=== What you will do ===
Set down nothing but the lines from the one containing "Target: small island" to the final line of the material, exactly as written, and drop the pictures.

================================

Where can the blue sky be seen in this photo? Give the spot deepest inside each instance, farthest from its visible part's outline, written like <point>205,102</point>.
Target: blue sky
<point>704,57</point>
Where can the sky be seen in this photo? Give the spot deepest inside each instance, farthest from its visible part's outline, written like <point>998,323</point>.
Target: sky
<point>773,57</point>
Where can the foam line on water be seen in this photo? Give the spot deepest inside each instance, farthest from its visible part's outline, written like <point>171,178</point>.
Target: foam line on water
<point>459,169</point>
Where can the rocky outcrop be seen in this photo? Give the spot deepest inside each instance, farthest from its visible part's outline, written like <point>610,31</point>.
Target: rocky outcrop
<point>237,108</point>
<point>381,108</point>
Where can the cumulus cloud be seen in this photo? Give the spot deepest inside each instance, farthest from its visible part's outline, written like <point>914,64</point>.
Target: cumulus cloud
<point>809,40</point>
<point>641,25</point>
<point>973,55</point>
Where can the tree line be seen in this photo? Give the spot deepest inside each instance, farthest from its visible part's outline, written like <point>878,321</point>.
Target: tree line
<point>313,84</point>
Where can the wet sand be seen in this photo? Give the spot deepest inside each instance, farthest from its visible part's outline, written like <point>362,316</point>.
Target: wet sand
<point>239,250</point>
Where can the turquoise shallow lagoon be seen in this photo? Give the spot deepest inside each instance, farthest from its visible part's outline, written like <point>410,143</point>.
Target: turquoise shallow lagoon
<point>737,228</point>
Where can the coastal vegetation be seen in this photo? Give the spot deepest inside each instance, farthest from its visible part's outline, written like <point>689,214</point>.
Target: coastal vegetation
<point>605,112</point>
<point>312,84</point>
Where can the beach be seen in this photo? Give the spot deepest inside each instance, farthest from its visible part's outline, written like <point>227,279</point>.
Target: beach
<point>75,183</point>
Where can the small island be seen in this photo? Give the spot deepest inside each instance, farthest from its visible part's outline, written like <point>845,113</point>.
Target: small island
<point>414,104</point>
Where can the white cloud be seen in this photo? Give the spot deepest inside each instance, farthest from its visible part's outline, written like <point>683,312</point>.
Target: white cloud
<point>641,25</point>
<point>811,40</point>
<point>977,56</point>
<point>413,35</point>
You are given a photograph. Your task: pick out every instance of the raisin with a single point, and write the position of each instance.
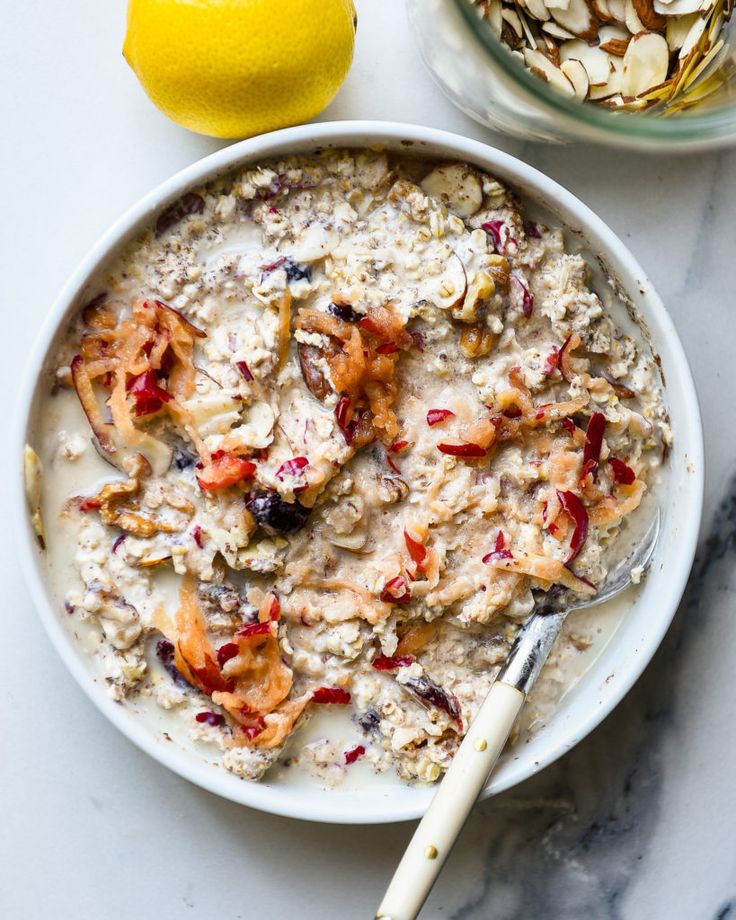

================================

=== Solution to this task ===
Target: small island
<point>414,104</point>
Where can the white cloud be seen in this photo? Give the spot deepest inside each instance, farthest from its visible part's outline, written like <point>683,312</point>.
Target: white cloud
<point>641,25</point>
<point>811,40</point>
<point>977,56</point>
<point>413,35</point>
You are given a photograph. Your task: pick out every instance of the raisin with a single point, and write the position of each instance.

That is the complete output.